— BEGIN Task input —
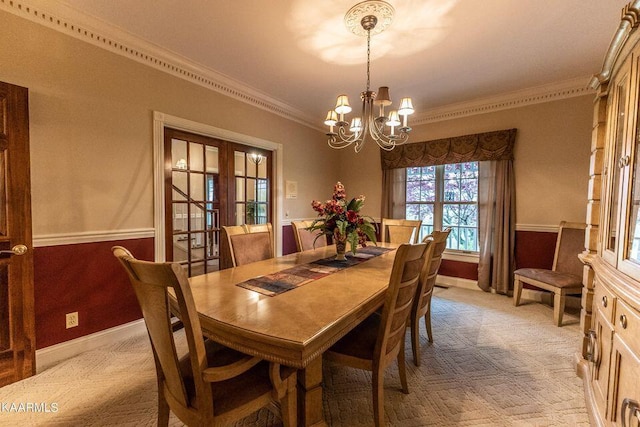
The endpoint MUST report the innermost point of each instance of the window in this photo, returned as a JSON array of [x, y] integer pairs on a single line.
[[445, 196]]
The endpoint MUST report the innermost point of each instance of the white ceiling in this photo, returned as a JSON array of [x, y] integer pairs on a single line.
[[440, 52]]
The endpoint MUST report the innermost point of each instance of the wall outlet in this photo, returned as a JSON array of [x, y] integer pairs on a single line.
[[72, 320]]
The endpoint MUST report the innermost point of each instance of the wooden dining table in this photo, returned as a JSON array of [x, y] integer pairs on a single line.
[[296, 327]]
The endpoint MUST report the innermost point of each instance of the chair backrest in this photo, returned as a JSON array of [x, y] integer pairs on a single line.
[[430, 269], [246, 244], [403, 282], [151, 282], [305, 239], [570, 243], [400, 230]]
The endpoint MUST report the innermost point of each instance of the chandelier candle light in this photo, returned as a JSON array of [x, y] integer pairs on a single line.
[[363, 19]]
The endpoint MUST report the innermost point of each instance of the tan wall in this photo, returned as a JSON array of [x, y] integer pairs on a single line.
[[91, 130], [551, 158], [91, 139]]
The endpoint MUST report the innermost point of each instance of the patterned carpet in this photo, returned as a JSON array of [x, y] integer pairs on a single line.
[[491, 364]]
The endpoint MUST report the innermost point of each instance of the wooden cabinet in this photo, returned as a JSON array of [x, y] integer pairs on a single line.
[[600, 346], [609, 363]]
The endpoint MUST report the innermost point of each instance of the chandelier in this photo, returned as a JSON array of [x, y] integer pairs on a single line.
[[367, 18]]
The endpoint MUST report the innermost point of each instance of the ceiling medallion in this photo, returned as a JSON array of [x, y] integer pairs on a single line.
[[369, 18]]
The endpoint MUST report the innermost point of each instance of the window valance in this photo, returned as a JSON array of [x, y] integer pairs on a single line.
[[497, 145]]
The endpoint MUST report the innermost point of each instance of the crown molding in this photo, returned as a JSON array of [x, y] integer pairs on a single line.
[[504, 101], [70, 21]]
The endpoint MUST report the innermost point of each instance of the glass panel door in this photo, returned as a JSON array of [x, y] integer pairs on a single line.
[[252, 186], [615, 167], [193, 200]]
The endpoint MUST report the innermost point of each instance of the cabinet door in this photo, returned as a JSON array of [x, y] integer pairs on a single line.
[[615, 169], [629, 254], [602, 336]]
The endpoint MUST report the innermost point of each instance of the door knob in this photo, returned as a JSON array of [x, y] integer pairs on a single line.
[[16, 250]]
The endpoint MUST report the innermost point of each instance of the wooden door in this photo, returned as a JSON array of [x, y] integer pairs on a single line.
[[17, 322], [196, 199]]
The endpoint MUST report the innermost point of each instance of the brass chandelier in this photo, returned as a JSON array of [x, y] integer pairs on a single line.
[[387, 131]]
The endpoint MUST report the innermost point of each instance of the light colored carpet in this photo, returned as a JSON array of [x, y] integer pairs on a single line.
[[491, 364]]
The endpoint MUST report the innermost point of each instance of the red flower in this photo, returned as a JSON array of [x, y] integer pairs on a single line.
[[352, 217]]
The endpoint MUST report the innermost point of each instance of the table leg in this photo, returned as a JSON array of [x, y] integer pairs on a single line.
[[310, 395]]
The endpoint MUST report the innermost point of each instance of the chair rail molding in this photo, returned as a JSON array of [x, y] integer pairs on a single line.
[[91, 237], [160, 120]]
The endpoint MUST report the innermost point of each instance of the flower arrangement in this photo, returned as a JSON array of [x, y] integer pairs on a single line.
[[342, 220]]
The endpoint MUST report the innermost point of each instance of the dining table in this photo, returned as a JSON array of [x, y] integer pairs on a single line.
[[295, 327]]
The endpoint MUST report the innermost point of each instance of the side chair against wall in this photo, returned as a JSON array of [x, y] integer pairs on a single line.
[[212, 384], [305, 239], [565, 277], [400, 230], [379, 339], [244, 244], [422, 301]]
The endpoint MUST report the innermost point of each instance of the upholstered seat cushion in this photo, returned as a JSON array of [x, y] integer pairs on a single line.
[[360, 342], [248, 248], [310, 239], [555, 278], [237, 390]]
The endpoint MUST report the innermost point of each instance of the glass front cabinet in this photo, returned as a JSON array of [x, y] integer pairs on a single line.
[[609, 362]]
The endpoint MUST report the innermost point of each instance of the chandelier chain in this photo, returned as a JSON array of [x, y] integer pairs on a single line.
[[368, 60]]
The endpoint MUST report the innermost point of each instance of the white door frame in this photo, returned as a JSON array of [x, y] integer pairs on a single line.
[[160, 120]]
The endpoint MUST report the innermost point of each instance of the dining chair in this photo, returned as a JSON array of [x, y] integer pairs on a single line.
[[422, 302], [400, 230], [379, 339], [305, 239], [244, 244], [211, 384], [565, 276]]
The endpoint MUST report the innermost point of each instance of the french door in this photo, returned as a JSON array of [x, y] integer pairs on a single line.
[[210, 183], [17, 318]]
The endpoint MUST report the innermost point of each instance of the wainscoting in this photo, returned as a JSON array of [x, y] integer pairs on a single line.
[[84, 277]]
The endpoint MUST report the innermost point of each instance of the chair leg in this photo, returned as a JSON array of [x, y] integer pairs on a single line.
[[289, 404], [517, 290], [378, 396], [559, 299], [415, 339], [163, 408], [427, 322]]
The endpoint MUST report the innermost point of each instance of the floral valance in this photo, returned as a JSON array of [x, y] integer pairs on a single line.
[[497, 145]]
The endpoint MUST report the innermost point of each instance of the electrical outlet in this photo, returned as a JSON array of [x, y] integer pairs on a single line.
[[72, 320]]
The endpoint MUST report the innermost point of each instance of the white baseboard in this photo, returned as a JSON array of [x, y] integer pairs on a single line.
[[527, 294], [457, 282], [52, 355]]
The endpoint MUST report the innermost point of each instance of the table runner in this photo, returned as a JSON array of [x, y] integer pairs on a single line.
[[291, 278]]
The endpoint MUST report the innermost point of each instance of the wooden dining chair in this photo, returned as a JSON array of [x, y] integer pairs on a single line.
[[422, 302], [305, 239], [400, 230], [211, 384], [379, 339], [565, 276], [244, 244]]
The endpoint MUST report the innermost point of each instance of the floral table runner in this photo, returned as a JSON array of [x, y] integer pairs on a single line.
[[291, 278]]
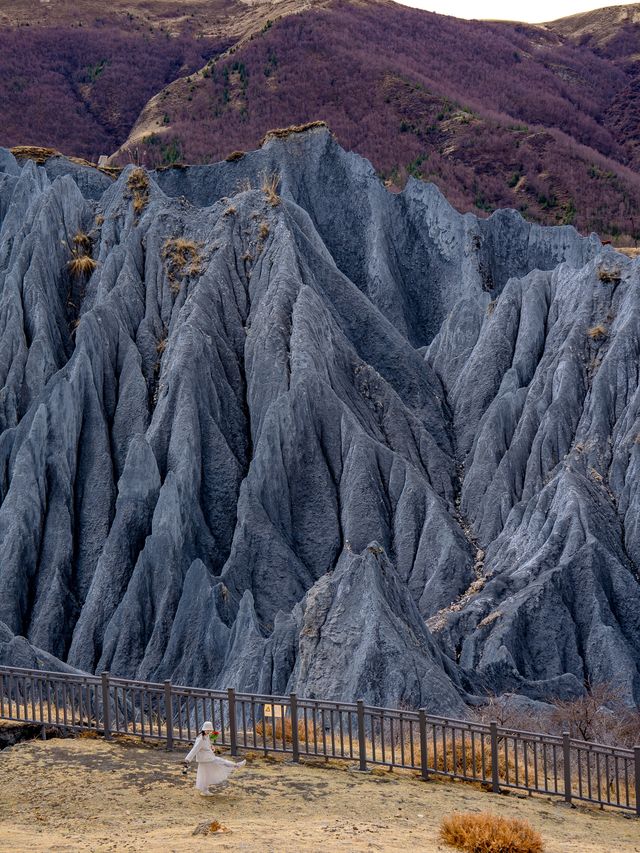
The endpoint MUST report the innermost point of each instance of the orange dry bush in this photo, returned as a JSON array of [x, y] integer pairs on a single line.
[[81, 265], [267, 728], [596, 333], [488, 833], [283, 132], [467, 761], [270, 188], [138, 184]]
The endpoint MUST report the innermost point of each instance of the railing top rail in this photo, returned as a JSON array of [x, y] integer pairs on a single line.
[[620, 751], [50, 674], [319, 704]]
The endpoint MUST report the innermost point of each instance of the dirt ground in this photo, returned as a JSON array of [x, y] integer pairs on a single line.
[[86, 794]]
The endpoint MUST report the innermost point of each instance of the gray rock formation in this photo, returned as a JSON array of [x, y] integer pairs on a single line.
[[333, 440]]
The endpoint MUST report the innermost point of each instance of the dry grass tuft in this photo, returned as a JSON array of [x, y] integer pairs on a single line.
[[138, 184], [488, 833], [597, 333], [283, 132], [81, 265], [34, 152], [270, 184], [82, 242], [609, 276], [182, 257], [267, 728]]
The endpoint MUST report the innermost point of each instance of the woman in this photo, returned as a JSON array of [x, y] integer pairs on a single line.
[[212, 770]]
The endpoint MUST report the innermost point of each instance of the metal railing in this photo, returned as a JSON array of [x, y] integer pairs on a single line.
[[501, 758]]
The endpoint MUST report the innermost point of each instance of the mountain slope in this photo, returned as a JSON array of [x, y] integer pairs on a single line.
[[540, 118], [497, 115], [278, 439]]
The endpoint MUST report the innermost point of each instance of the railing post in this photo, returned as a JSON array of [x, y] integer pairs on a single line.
[[295, 745], [636, 761], [168, 713], [106, 705], [566, 760], [424, 758], [495, 765], [362, 742], [233, 723]]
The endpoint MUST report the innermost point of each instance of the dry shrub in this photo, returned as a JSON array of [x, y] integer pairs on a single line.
[[34, 152], [601, 714], [270, 185], [138, 184], [609, 276], [267, 728], [283, 132], [597, 333], [489, 833], [82, 242], [81, 266], [180, 252], [182, 257]]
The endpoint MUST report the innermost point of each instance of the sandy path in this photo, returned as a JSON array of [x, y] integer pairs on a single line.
[[89, 795]]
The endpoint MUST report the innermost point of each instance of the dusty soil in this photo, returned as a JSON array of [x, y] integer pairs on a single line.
[[86, 794]]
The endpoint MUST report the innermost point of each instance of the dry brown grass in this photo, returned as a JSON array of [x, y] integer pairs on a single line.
[[34, 152], [81, 266], [138, 184], [489, 833], [270, 184], [609, 275], [182, 257], [267, 728], [597, 333], [283, 132], [82, 242]]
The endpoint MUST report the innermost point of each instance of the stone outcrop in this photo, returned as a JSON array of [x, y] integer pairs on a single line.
[[286, 430]]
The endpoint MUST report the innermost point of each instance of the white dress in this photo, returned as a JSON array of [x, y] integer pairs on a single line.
— END Task input —
**Exercise objective**
Revise the lines running from the one containing "of the sandy" through the end of the records, swapping "innermost point" for "center point" and keeping all else unchanged.

**Result of this task**
The endpoint MUST report the center point of each instance of the sandy path in this photo, returned as a JSON array of [x, y] integer pairs on a single line.
[[89, 795]]
The endpoint MUST report the center point of each instance of the dusty soil in this photo, returned as a JSON array of [x, y] integer pairs on a single line.
[[86, 794]]
The endpoint MUST report the center point of each instance of the dry brown grass in this photo, returned as a JSON array of [x, y] integer pairs on a single line.
[[34, 152], [81, 266], [138, 184], [489, 833], [270, 184], [609, 275], [182, 257], [267, 728], [597, 333], [283, 132], [82, 242]]
The endpoint MUST report the center point of each instance of the stone outcrop in this photo, returned as a JSON array of [x, y] integer pairs on a single line.
[[286, 430]]
The endpoint MUST report the center point of each instance of the white dress in this photo, returned as a JSON array of [x, y] integer pairs on a single line.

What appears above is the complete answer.